## start ENTRIES PROVIDED

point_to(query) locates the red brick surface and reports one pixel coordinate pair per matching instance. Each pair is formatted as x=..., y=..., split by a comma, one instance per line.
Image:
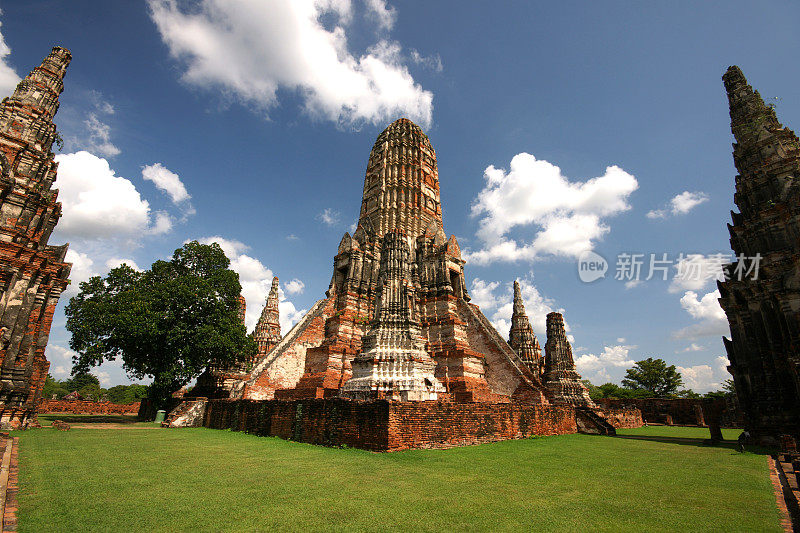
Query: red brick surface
x=381, y=425
x=83, y=407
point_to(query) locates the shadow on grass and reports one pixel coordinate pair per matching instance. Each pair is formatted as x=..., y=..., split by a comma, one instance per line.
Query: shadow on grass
x=88, y=419
x=692, y=441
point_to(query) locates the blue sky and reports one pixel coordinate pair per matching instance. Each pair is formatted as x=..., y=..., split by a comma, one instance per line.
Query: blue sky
x=558, y=127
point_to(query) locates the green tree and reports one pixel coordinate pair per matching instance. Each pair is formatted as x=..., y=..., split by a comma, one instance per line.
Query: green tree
x=654, y=376
x=167, y=323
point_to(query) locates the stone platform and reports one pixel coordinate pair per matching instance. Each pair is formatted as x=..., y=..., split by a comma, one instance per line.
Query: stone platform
x=383, y=425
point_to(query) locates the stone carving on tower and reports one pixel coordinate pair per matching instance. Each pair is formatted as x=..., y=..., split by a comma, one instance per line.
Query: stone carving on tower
x=472, y=362
x=521, y=337
x=560, y=375
x=393, y=363
x=268, y=329
x=763, y=304
x=33, y=273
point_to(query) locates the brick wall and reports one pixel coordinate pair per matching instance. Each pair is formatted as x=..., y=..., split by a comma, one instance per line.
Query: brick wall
x=680, y=411
x=84, y=407
x=382, y=425
x=629, y=417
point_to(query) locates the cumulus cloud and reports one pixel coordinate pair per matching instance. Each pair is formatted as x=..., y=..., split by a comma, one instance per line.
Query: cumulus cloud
x=8, y=76
x=114, y=262
x=432, y=62
x=252, y=48
x=711, y=319
x=595, y=367
x=383, y=14
x=167, y=181
x=97, y=203
x=699, y=378
x=680, y=204
x=565, y=217
x=295, y=286
x=499, y=307
x=98, y=140
x=256, y=281
x=695, y=271
x=329, y=217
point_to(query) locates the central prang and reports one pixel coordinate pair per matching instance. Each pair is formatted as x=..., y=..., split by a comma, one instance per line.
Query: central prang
x=393, y=363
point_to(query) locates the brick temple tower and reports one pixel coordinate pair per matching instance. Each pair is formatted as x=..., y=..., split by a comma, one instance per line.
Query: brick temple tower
x=400, y=208
x=33, y=274
x=268, y=328
x=560, y=375
x=764, y=310
x=521, y=337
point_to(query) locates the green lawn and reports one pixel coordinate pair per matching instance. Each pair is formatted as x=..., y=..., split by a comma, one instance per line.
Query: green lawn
x=211, y=480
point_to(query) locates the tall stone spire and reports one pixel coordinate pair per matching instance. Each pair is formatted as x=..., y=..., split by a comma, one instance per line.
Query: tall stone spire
x=393, y=362
x=33, y=273
x=560, y=375
x=268, y=329
x=521, y=337
x=762, y=303
x=401, y=186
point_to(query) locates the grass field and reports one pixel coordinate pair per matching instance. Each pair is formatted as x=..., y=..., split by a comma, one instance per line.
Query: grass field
x=209, y=480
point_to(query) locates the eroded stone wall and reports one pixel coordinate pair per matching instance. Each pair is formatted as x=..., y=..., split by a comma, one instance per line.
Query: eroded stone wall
x=381, y=425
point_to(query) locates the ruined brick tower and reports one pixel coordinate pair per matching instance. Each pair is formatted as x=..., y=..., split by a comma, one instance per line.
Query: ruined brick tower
x=268, y=329
x=400, y=208
x=521, y=337
x=560, y=375
x=33, y=274
x=764, y=313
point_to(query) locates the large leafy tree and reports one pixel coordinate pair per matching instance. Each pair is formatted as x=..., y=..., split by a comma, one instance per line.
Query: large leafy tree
x=654, y=376
x=166, y=323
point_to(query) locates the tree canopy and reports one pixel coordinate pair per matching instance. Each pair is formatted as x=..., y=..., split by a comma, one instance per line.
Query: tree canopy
x=167, y=322
x=653, y=376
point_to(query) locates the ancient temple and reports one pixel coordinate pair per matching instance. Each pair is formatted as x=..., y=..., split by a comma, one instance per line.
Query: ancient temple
x=268, y=328
x=761, y=297
x=521, y=337
x=393, y=363
x=33, y=274
x=397, y=281
x=559, y=369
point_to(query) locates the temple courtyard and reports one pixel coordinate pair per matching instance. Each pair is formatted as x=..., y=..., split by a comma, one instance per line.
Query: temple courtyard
x=115, y=474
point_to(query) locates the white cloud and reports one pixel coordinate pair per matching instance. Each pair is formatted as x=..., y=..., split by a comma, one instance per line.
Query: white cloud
x=329, y=216
x=433, y=62
x=96, y=203
x=568, y=216
x=8, y=76
x=99, y=137
x=680, y=204
x=686, y=201
x=384, y=15
x=114, y=262
x=699, y=378
x=499, y=308
x=167, y=181
x=611, y=356
x=693, y=347
x=81, y=270
x=710, y=317
x=695, y=271
x=252, y=48
x=295, y=286
x=256, y=281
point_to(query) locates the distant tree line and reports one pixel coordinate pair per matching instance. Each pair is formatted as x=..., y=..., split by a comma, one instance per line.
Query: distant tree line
x=653, y=378
x=88, y=386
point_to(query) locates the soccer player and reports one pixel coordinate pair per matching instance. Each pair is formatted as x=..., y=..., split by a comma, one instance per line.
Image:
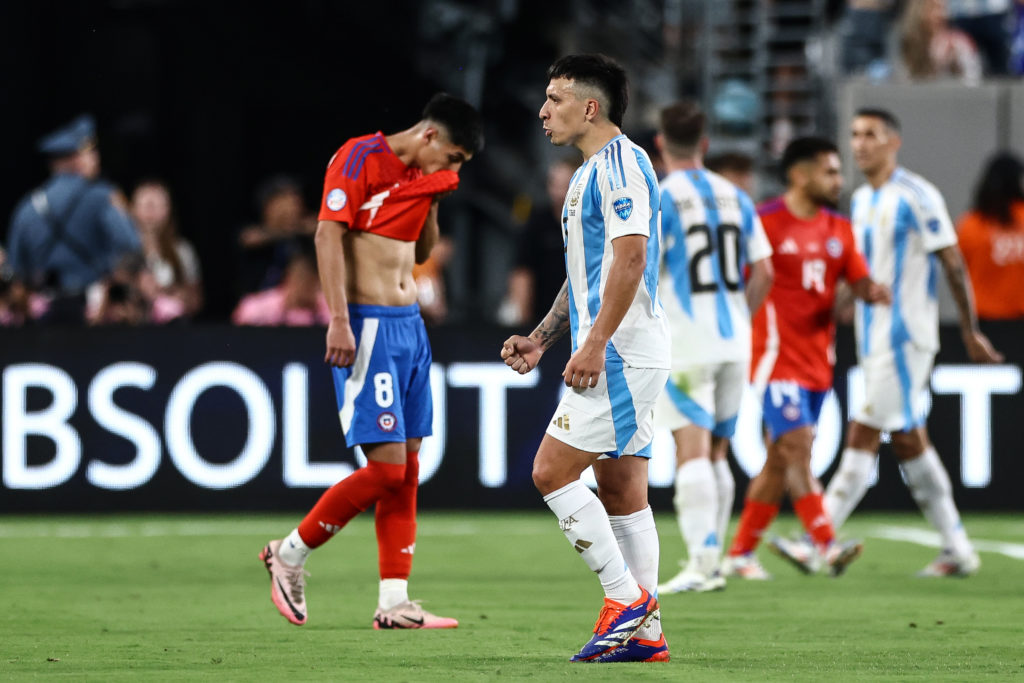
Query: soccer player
x=620, y=359
x=378, y=218
x=813, y=249
x=711, y=232
x=903, y=228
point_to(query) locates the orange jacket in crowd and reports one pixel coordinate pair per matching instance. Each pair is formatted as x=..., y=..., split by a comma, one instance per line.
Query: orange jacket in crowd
x=994, y=257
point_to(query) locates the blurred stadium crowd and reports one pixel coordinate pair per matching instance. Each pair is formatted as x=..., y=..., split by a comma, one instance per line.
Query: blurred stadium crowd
x=153, y=242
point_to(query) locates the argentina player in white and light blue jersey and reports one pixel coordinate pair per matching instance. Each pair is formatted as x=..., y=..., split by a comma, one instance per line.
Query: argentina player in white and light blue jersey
x=711, y=232
x=620, y=359
x=903, y=229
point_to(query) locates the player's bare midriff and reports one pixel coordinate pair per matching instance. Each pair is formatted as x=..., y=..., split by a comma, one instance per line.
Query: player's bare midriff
x=378, y=269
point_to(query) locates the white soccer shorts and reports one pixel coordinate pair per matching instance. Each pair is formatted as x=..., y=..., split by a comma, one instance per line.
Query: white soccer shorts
x=614, y=418
x=895, y=388
x=707, y=395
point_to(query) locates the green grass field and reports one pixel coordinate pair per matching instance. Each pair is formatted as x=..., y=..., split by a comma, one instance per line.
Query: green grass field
x=167, y=597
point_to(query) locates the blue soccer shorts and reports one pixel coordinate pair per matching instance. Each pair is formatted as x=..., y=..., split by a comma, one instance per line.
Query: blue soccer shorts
x=788, y=406
x=385, y=394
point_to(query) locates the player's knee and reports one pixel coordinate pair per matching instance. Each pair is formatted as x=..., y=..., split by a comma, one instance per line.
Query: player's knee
x=391, y=477
x=906, y=445
x=546, y=478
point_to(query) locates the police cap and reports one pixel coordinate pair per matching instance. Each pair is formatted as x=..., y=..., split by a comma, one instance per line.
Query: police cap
x=73, y=137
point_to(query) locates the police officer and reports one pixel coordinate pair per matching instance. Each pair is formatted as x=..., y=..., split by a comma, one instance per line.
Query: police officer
x=70, y=232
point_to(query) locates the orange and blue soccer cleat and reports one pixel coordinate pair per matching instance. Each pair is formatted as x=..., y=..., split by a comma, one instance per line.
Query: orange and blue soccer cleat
x=616, y=624
x=637, y=649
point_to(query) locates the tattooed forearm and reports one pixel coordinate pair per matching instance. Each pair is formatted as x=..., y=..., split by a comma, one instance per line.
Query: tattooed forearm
x=556, y=323
x=960, y=287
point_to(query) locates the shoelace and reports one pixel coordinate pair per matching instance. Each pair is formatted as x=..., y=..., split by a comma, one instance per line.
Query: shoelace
x=297, y=580
x=609, y=612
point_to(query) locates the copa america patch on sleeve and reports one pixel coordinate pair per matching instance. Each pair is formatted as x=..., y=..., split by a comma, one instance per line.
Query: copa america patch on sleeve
x=623, y=207
x=336, y=199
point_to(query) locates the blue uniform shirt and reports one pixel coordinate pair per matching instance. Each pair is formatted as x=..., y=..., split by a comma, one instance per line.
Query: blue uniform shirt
x=69, y=226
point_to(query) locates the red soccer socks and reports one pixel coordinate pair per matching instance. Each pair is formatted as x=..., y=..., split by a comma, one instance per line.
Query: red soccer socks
x=812, y=513
x=348, y=498
x=755, y=519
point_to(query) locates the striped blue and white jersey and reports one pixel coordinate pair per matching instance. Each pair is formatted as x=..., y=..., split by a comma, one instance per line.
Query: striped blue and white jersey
x=898, y=227
x=614, y=194
x=711, y=231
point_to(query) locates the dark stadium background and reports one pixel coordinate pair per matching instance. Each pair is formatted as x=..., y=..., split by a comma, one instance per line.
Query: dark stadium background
x=217, y=96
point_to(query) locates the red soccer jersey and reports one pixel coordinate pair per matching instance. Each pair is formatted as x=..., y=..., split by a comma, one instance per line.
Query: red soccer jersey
x=794, y=332
x=370, y=188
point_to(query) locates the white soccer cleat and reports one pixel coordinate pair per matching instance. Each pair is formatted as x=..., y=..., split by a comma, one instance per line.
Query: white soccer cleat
x=839, y=556
x=799, y=553
x=410, y=614
x=745, y=566
x=690, y=581
x=948, y=564
x=802, y=554
x=288, y=585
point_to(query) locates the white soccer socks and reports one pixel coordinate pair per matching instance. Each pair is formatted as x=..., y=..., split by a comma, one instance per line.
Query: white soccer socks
x=697, y=512
x=726, y=495
x=392, y=592
x=294, y=550
x=585, y=522
x=931, y=488
x=849, y=484
x=638, y=542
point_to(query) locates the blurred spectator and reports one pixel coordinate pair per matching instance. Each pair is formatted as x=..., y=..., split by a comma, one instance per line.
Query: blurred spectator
x=124, y=297
x=864, y=34
x=735, y=167
x=170, y=259
x=540, y=265
x=931, y=48
x=991, y=238
x=1017, y=40
x=985, y=23
x=68, y=233
x=266, y=248
x=296, y=301
x=429, y=278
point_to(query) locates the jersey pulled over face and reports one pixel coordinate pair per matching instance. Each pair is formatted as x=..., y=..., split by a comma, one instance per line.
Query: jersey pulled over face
x=898, y=227
x=711, y=231
x=794, y=332
x=612, y=195
x=368, y=187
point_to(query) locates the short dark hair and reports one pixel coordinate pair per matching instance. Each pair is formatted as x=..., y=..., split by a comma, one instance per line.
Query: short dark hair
x=682, y=124
x=1000, y=185
x=885, y=116
x=462, y=122
x=804, y=148
x=600, y=72
x=729, y=161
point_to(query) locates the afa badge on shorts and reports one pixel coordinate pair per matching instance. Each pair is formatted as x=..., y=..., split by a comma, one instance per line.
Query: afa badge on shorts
x=336, y=199
x=623, y=207
x=834, y=247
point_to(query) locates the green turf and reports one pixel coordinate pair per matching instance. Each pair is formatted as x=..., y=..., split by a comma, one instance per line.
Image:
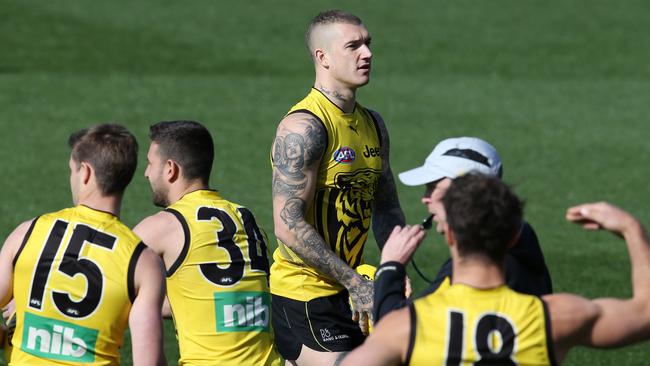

## end ENTRIES PROVIDED

= GOAL OF THE EXERCISE =
Retype the records above without any changes, beginning at the line that contains "point_to(query) locates the brick wall" and stopping after the line that contains "x=629, y=417".

= SOLUTION =
point_to(query) locates the brick wall and reports one pixel coordinate pair per matching instance. Each pair is formatted as x=..., y=..., split by a comma, one instance per line.
Query: brick wall
x=680, y=411
x=84, y=407
x=382, y=425
x=629, y=417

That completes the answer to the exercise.